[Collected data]
——————————

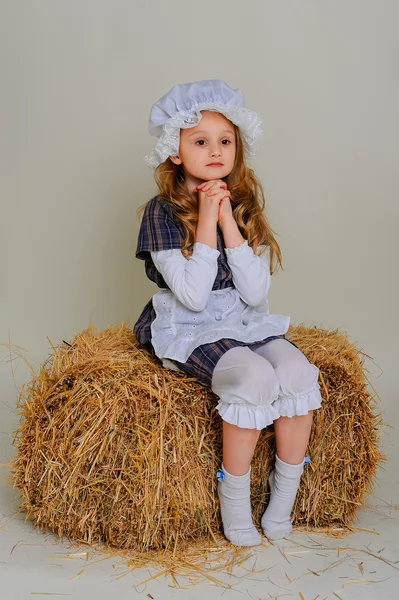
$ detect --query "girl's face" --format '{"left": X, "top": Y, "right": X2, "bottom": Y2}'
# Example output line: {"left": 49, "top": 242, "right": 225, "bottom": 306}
{"left": 169, "top": 111, "right": 236, "bottom": 190}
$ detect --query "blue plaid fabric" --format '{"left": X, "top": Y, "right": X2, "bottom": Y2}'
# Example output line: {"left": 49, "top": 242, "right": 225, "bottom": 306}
{"left": 133, "top": 196, "right": 286, "bottom": 387}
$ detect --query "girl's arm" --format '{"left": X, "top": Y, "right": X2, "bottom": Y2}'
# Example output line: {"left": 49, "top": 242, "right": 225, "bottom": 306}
{"left": 220, "top": 216, "right": 271, "bottom": 306}
{"left": 150, "top": 242, "right": 219, "bottom": 312}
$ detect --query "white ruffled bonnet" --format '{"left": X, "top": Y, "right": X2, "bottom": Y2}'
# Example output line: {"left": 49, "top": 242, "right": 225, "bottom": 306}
{"left": 145, "top": 79, "right": 263, "bottom": 168}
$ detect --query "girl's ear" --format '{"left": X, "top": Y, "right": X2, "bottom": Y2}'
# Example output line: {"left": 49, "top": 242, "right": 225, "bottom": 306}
{"left": 169, "top": 155, "right": 182, "bottom": 165}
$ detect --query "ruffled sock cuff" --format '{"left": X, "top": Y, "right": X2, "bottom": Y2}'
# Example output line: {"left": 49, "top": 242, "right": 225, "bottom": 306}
{"left": 272, "top": 384, "right": 322, "bottom": 418}
{"left": 216, "top": 401, "right": 280, "bottom": 430}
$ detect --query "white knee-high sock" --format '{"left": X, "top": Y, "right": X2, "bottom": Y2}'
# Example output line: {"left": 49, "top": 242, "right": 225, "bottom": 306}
{"left": 218, "top": 465, "right": 262, "bottom": 547}
{"left": 261, "top": 454, "right": 303, "bottom": 540}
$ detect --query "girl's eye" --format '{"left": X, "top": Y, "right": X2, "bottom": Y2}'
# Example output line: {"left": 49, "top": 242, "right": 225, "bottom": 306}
{"left": 195, "top": 139, "right": 232, "bottom": 146}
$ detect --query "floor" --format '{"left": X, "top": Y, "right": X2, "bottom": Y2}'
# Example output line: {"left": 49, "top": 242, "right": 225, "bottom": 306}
{"left": 1, "top": 405, "right": 398, "bottom": 600}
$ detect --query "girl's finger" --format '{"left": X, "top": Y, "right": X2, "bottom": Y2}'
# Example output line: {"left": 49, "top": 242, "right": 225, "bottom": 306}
{"left": 207, "top": 183, "right": 229, "bottom": 196}
{"left": 209, "top": 189, "right": 231, "bottom": 201}
{"left": 203, "top": 182, "right": 217, "bottom": 192}
{"left": 212, "top": 190, "right": 231, "bottom": 203}
{"left": 203, "top": 179, "right": 227, "bottom": 193}
{"left": 215, "top": 190, "right": 231, "bottom": 200}
{"left": 209, "top": 180, "right": 227, "bottom": 190}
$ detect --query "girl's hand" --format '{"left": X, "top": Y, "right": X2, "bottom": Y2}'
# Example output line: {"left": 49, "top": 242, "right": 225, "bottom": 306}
{"left": 194, "top": 180, "right": 231, "bottom": 224}
{"left": 194, "top": 180, "right": 235, "bottom": 227}
{"left": 194, "top": 180, "right": 227, "bottom": 196}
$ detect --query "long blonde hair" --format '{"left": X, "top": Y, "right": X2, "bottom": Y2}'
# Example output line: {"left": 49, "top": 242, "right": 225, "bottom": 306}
{"left": 137, "top": 124, "right": 282, "bottom": 273}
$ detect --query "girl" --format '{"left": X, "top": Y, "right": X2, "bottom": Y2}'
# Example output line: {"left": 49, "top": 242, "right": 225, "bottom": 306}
{"left": 134, "top": 80, "right": 322, "bottom": 547}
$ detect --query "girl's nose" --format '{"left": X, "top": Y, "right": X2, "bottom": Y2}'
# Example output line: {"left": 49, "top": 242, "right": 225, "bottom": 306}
{"left": 209, "top": 145, "right": 221, "bottom": 157}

——————————

What number of lines in the records contain the word "white"? Answer with that number alone.

● **EXPECTED OUTPUT**: 2